WHAT YOU NEED TO DO
1: Translate this sentence from the vision therapy post into Spanish: "Seeing two different things and fusing them into one is an alien concept to me."
2: In the vision therapy post, transcribe the part that opens with the words containing "The optometrist didn't" and closes with "and self diagnose.".
3: Answer these questions from the vision therapy post:
(a) How long can the writer drive before becoming nauseous?
(b) What condition did the writer ask the optometrist about?
(c) What did the vision therapist use to make the instrument for the stoplight activity?

TEXT UNDER STUDY
Well, I'm still no good with the cheiroscope. I have trouble fusing two images, even when both eyes are "turned on" or not suppressing. My brain keeps saying, "But there are two eyes!!! And two different things!!!" Seeing two different things and fusing them into one is an alien concept to me.
Also, I have been becoming more and more motion sick. If I drive for half an hour or longer, I get nauseous. My vision therapist says it's a good sign, though, so I've decided to be happy about it.
This week was a little special because I met with the optometrist to ask him if I had anomalous retinal correspondence (ARC). I won't try to explain what that is, because I have trouble understanding it myself. But it is something that complicates vision therapy and takes a long time to correct, if it can be.
The optometrist didn't think that I had it, because it's not very common. And after reading about it some more, I thought that I probably didn't have it either. However, he didn't really have the diagnostic tools to tell me either way, so we're just assuming I don't. The moral of the story is: don't get paranoid and self diagnose.
Later, I also tested myself for it, with this test involving a camera flash after image in both eyes, and I think I'm fine. But I digress...
This week was also special because it very snowy, the roads were terrible, and I spun out, 360 degrees, on the highway on the way to my vision therapy appointment appointment. Luckily I didn't hit anyone or fall off the highway and end up upside down.
Anyway, I learned some fun stuff this week. Here are some highlights:
My vision therapist made the instrument for this activity out of a manila folder, some red/green pieces of plastic, and some staples. It looked like this:
The top square is transparent red plastic, the middle square is empty (just a hole), and the bottom square is transparent green plastic. You place this stoplight thing on a window, and look at it using red/green glasses. If you are using both eyes, the red and the green square should remain transparent. If you are suppressing, one of the squares will turn black.

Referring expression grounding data
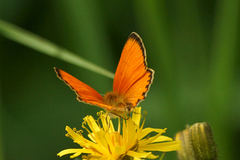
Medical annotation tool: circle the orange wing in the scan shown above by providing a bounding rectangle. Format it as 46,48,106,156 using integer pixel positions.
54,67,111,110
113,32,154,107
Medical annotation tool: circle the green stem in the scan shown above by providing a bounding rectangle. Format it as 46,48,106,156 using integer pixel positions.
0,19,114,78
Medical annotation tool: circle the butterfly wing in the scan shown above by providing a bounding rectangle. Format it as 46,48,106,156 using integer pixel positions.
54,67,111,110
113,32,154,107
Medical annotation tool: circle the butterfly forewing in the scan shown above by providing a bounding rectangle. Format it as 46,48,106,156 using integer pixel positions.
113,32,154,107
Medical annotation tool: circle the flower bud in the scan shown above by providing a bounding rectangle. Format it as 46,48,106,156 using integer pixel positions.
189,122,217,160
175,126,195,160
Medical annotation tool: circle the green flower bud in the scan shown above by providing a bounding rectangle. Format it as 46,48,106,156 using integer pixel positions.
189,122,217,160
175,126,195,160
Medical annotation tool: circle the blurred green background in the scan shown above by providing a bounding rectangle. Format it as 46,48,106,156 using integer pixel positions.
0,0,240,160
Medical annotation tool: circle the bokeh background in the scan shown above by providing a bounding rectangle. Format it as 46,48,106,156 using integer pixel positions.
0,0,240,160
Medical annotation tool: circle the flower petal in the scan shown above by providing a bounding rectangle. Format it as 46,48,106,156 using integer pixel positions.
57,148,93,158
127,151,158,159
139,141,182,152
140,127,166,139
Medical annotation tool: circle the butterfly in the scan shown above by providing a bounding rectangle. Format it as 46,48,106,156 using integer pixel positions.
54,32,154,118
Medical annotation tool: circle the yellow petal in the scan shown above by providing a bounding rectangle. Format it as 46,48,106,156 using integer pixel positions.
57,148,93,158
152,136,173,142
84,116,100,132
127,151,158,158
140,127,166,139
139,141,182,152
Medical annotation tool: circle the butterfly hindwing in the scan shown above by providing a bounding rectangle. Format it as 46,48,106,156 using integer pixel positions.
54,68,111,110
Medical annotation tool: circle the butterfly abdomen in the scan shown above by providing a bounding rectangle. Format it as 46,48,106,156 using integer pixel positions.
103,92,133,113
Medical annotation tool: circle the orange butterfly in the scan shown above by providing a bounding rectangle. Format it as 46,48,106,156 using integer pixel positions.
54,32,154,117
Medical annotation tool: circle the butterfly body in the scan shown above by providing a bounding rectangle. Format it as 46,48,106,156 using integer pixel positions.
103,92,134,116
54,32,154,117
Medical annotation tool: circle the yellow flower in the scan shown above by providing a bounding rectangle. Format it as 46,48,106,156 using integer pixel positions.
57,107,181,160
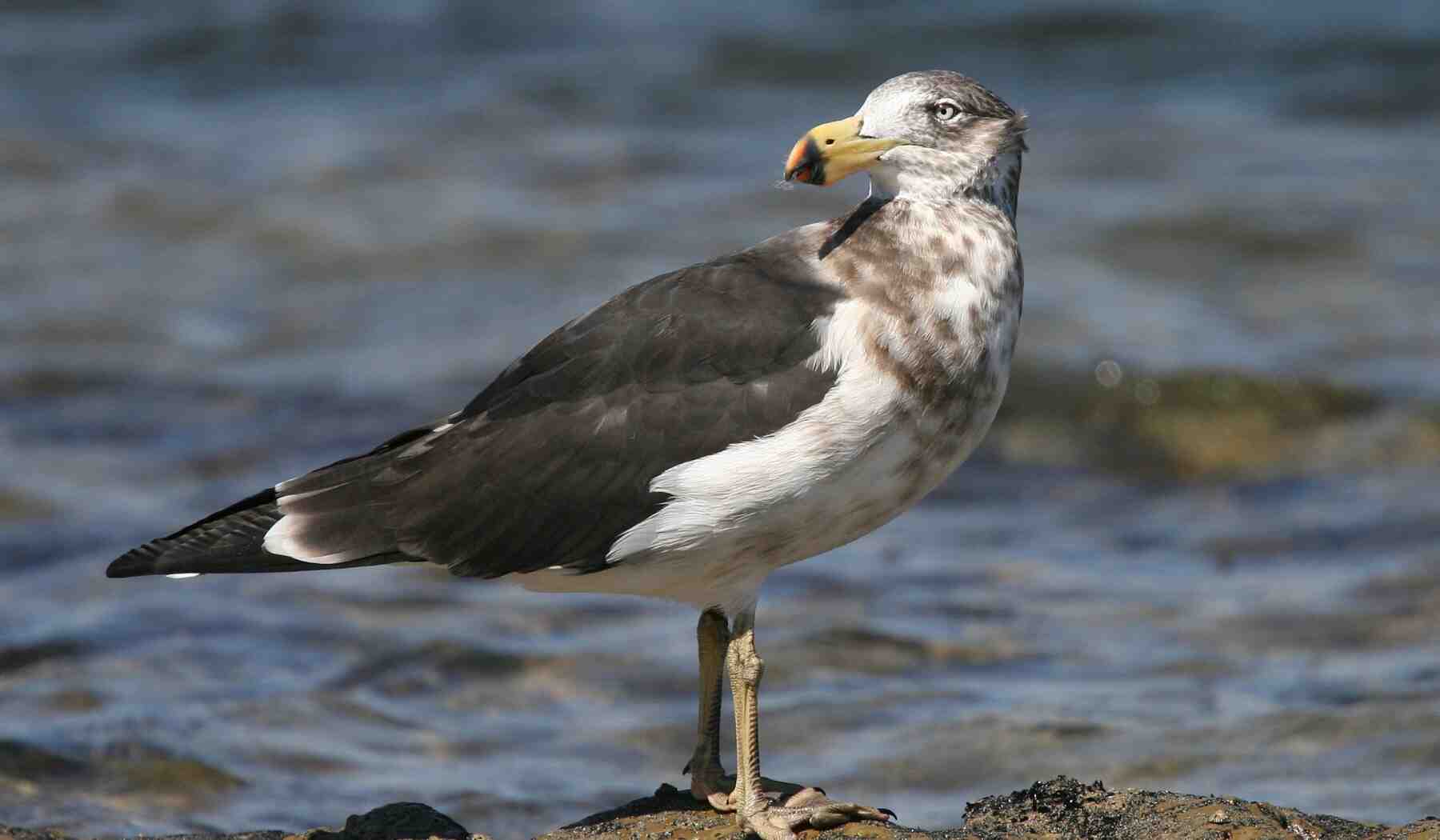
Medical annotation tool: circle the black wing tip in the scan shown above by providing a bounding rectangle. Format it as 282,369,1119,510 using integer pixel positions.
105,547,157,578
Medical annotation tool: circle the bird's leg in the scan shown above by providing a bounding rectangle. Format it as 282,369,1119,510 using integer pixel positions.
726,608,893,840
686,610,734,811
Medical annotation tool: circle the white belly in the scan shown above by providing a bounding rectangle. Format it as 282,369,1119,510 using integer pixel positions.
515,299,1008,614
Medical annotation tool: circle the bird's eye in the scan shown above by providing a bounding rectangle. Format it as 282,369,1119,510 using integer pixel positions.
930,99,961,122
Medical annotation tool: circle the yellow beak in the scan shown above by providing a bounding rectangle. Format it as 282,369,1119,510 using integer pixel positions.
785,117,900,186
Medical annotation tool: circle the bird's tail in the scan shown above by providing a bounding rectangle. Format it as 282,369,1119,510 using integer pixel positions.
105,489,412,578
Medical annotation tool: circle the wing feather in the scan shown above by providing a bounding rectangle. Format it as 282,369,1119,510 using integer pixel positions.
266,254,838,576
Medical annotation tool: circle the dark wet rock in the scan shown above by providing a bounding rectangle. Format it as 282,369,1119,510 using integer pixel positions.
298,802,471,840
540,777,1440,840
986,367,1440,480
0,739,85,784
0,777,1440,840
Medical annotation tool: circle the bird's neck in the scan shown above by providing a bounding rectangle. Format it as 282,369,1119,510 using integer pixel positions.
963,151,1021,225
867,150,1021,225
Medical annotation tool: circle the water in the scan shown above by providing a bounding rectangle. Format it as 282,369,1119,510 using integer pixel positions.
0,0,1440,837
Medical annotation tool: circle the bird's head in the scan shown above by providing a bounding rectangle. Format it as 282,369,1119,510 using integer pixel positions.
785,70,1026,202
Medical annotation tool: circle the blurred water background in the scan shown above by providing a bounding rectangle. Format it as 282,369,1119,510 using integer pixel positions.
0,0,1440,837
...
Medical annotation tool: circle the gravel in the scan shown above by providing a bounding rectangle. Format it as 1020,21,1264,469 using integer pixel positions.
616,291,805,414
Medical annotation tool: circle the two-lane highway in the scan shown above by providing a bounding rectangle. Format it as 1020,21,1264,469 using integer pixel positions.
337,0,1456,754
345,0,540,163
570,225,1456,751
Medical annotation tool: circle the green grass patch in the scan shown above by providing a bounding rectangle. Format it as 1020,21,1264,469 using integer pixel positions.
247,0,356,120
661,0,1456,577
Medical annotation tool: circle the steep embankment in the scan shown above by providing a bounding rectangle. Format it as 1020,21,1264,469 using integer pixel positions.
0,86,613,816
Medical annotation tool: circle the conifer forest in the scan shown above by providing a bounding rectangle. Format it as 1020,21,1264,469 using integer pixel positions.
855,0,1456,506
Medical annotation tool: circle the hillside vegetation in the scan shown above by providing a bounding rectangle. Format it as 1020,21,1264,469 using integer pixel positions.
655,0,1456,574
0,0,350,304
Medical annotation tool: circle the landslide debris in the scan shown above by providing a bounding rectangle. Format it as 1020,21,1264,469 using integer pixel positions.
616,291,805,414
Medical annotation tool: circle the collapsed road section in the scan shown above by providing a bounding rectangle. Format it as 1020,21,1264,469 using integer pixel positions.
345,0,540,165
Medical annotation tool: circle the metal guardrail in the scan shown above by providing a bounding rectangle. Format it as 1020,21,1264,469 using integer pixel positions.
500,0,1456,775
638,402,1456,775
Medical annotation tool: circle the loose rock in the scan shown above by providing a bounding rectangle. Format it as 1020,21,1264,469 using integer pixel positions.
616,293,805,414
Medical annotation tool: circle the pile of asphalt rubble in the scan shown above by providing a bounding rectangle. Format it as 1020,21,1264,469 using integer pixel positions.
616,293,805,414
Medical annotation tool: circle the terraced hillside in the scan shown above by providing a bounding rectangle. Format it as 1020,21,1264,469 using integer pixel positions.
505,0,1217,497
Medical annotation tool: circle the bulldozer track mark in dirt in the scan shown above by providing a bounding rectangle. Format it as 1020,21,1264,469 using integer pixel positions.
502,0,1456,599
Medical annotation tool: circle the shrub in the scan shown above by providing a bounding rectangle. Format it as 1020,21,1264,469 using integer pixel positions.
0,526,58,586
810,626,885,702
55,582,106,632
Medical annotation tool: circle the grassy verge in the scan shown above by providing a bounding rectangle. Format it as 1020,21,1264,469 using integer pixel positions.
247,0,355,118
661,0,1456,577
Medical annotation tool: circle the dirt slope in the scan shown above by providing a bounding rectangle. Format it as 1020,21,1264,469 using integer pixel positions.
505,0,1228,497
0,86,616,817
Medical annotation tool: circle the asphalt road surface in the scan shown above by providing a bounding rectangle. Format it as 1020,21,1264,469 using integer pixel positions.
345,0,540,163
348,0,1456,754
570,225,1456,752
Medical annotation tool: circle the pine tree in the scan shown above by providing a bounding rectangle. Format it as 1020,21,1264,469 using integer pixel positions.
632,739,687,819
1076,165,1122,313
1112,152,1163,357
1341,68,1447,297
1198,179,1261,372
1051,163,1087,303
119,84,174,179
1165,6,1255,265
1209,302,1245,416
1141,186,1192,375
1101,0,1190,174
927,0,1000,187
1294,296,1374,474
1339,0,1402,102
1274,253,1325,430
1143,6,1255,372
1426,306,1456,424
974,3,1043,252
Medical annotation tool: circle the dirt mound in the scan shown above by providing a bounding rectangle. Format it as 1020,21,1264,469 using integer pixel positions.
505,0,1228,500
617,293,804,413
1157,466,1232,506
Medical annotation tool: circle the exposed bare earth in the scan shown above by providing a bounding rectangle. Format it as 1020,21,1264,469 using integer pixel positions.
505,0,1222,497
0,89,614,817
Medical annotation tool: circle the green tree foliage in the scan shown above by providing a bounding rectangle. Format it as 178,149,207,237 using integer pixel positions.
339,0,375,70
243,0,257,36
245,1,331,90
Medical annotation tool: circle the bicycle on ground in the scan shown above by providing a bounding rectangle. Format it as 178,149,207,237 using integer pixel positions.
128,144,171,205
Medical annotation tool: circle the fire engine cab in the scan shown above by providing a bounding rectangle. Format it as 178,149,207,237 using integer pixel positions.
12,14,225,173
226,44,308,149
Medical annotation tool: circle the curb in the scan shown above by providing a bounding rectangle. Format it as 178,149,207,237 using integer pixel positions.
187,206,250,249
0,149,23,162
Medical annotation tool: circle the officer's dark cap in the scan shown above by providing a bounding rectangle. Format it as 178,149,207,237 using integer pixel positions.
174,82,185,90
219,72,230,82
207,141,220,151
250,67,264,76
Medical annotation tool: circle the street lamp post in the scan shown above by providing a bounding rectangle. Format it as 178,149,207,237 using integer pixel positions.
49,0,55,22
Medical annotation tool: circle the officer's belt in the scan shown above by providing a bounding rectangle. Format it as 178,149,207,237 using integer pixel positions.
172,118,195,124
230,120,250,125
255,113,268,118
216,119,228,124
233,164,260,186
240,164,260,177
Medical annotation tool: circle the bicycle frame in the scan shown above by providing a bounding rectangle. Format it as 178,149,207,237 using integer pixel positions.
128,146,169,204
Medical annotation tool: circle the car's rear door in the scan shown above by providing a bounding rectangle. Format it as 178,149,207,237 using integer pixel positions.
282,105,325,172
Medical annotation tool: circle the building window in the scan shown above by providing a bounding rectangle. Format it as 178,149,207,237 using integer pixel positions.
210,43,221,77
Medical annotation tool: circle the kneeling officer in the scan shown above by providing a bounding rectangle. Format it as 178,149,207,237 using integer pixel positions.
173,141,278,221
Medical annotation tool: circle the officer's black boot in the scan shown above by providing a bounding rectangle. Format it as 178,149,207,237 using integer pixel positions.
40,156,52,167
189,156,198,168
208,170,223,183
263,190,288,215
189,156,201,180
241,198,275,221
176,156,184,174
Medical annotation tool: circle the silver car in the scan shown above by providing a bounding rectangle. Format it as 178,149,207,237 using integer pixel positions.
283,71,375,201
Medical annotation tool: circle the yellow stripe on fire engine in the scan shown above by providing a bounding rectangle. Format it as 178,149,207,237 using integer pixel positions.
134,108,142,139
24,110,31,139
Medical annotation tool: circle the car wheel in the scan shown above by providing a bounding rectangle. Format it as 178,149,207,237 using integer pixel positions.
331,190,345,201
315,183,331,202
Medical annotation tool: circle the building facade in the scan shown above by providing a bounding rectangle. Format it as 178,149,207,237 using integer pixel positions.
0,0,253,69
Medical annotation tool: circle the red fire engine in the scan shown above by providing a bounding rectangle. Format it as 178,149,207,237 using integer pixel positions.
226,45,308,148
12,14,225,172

ANSWERS PROVIDED
1: Ver dos cosas diferentes y fusionarlas en una sola es un concepto ajeno para mí.

2:
The optometrist didn't think that I had it, because it's not very common. And after reading about it some more, I thought that I probably didn't have it either. However, he didn't really have the diagnostic tools to tell me either way, so we're just assuming I don't. The moral of the story is: don't get paranoid and self diagnose.

3:
(a) Half an hour or longer.
(b) Anomalous retinal correspondence (ARC).
(c) A manila folder, some red/green pieces of plastic, and some staples.